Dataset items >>

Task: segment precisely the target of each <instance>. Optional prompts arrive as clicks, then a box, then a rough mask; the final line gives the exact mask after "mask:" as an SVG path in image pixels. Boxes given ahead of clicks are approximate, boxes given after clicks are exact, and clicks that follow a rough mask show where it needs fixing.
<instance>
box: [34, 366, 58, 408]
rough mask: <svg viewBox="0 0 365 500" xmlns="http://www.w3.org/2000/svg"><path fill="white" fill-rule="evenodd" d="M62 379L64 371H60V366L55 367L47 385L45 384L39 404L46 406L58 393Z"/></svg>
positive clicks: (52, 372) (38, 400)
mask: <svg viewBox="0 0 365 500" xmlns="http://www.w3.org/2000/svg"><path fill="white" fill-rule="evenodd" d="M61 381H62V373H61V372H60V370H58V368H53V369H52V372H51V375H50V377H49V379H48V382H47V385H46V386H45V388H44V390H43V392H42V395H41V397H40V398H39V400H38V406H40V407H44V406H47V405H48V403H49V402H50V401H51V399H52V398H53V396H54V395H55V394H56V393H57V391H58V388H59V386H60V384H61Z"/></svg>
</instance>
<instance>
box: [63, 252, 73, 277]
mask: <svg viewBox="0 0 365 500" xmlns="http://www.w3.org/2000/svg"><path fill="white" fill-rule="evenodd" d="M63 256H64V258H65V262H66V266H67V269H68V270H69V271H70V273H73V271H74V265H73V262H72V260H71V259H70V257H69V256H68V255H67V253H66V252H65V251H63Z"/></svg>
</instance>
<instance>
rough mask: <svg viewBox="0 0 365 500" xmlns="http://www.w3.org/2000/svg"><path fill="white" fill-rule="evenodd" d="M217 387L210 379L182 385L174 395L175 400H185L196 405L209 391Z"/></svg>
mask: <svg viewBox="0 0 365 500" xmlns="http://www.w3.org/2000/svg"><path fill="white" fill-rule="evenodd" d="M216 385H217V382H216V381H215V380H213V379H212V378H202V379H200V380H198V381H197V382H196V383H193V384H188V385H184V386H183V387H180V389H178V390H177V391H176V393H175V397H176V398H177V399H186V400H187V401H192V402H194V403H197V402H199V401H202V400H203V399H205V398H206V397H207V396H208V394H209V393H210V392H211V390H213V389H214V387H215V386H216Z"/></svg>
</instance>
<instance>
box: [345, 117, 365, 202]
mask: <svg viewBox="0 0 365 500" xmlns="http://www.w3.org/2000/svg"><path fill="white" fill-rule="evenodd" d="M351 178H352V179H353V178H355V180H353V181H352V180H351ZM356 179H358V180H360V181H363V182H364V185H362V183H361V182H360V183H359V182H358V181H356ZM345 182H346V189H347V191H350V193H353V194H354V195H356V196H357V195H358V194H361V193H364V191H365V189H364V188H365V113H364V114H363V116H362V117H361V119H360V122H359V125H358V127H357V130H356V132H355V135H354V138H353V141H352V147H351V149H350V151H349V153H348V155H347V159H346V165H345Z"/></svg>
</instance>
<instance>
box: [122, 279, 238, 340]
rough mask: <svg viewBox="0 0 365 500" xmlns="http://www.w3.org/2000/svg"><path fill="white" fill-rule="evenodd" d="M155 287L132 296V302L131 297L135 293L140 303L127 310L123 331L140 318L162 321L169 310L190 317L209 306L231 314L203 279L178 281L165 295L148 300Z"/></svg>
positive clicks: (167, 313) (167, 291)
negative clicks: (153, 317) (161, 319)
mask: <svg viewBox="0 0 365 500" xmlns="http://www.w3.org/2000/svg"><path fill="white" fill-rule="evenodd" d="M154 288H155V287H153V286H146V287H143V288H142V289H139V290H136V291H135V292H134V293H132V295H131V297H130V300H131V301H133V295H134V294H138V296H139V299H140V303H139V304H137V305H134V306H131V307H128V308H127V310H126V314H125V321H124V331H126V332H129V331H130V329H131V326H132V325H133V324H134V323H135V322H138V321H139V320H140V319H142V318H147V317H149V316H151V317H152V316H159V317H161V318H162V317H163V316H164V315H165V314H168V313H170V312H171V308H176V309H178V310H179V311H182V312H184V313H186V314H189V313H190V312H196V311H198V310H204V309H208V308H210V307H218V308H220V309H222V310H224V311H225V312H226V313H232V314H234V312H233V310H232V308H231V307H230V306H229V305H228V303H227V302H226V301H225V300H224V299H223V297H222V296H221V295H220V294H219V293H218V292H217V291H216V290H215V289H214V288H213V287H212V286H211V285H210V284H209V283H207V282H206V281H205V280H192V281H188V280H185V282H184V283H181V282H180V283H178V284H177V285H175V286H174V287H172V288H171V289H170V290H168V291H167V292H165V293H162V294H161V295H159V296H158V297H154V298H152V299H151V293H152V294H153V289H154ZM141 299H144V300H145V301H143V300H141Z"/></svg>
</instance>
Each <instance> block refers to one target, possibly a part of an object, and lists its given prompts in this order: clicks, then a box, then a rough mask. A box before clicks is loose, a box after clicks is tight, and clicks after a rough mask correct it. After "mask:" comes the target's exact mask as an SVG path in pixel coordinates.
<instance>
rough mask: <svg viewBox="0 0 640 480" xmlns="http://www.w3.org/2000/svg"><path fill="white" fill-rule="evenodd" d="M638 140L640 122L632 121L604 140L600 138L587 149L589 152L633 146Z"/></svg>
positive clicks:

What is required >> Identify the lines in the entries above that contain "given", then copy them out.

Response for this exercise >>
Task: segment precisely the target of each <instance>. Optional prompts arrive as clicks, then a box, then a rough mask; the final line gives the exact mask after "mask:" as an SVG path in image pixels. Boxes given ahead of clicks are approximate, boxes given after clicks are exact, and clicks that follow a rough mask show where it needs fixing.
Each <instance> block refers to one target, possibly a part of an object, and lists its given prompts in this order: clicks, then a box, then a rough mask. A box before clicks is loose, a box after clicks is tight, and clicks after a rough mask correct it. After "mask:" comes the target's exact mask as an SVG path in pixel coordinates.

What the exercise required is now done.